### [What is needed]
Images should be left out, and everything else in the listing reproduced exactly.

### [Available data]
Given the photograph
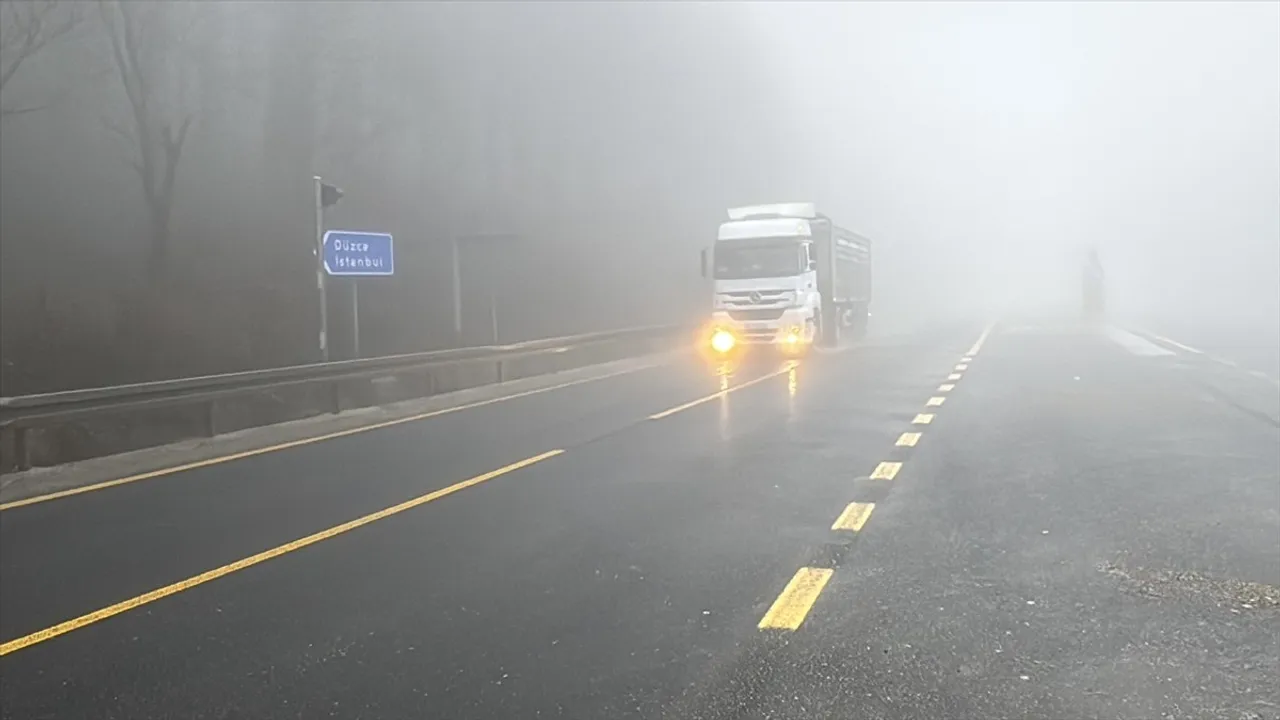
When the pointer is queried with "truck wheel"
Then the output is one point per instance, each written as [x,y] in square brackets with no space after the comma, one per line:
[859,323]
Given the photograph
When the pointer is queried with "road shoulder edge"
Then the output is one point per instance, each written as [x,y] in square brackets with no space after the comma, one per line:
[170,459]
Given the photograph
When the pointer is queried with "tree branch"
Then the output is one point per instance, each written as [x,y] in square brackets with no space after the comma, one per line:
[28,27]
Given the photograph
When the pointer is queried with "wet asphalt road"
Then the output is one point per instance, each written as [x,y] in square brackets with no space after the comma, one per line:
[1083,529]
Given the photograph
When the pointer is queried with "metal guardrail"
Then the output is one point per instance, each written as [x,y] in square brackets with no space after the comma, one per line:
[19,414]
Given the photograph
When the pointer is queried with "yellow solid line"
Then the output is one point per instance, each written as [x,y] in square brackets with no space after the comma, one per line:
[304,441]
[854,516]
[796,598]
[721,393]
[886,470]
[74,624]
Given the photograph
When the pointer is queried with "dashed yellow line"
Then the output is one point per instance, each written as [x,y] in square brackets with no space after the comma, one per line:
[791,607]
[305,441]
[124,606]
[1175,343]
[854,516]
[886,470]
[721,393]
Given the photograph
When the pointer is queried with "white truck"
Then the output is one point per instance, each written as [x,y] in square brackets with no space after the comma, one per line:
[787,277]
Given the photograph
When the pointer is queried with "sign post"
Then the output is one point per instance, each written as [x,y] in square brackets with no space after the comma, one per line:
[357,254]
[319,251]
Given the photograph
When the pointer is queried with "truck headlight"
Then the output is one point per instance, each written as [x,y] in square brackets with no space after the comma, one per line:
[722,341]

### [Solved problem]
Given the photograph
When the pointer is queried with "truck wheel"
Then the output is one point per instance, each written as [x,y] in square brackets with no space after the comma, one per line:
[859,323]
Given the photograph
When the pointer is queried with "road shoulder edge"
Then the output is one point per instance, each written as [x,y] in square brackets with no space after the comma, one per line:
[170,459]
Given the photograph
When the pointer is queried with "tree branch"
Then the output is one point per instance, each written as [x,y] in square brackets with no space after the comma, one per line:
[28,27]
Given the photograph
When the pointer is queried with "wet asphalt road"
Then the output is one point per instance, each written as [x,y] in square brackets with no space after the comma, one per line:
[1083,529]
Given the photograph
When the pointer is queried with "metal guardrail"
Then the output is one point per instance, each written as [x,y] in square brackets with no space after the comma, one per line:
[19,414]
Given the photograph
When the pointer is queried with "yellow solid line"
Then the output is one point per instance, each written as [x,y] in square brackets with no space after the comma, one per line:
[304,441]
[854,516]
[796,598]
[721,393]
[886,470]
[74,624]
Given the photograph
When the pointer is queried with "dashed yellow line"
Then the output is one point per instance, each written as [x,y] in square brackets with no space after the comma, one per line:
[791,607]
[305,441]
[124,606]
[1175,343]
[854,516]
[886,470]
[721,393]
Given the photograph
When the pointer is queried with "white truck"
Then the output is one point per instance, each written as [x,y] in square brackets with no space after the comma, one per line:
[787,277]
Given the photograph
When the pointer is queried with "sign post"
Then the output is one point per instance, each written as [x,y] in square brackets with no space after the comma, one per line:
[357,254]
[319,251]
Given the photograph
When the pointer is queried with "truck headlight"
Then the output is one point per instance, each written as [x,y] in square brackets with no space after the comma, one per line:
[722,341]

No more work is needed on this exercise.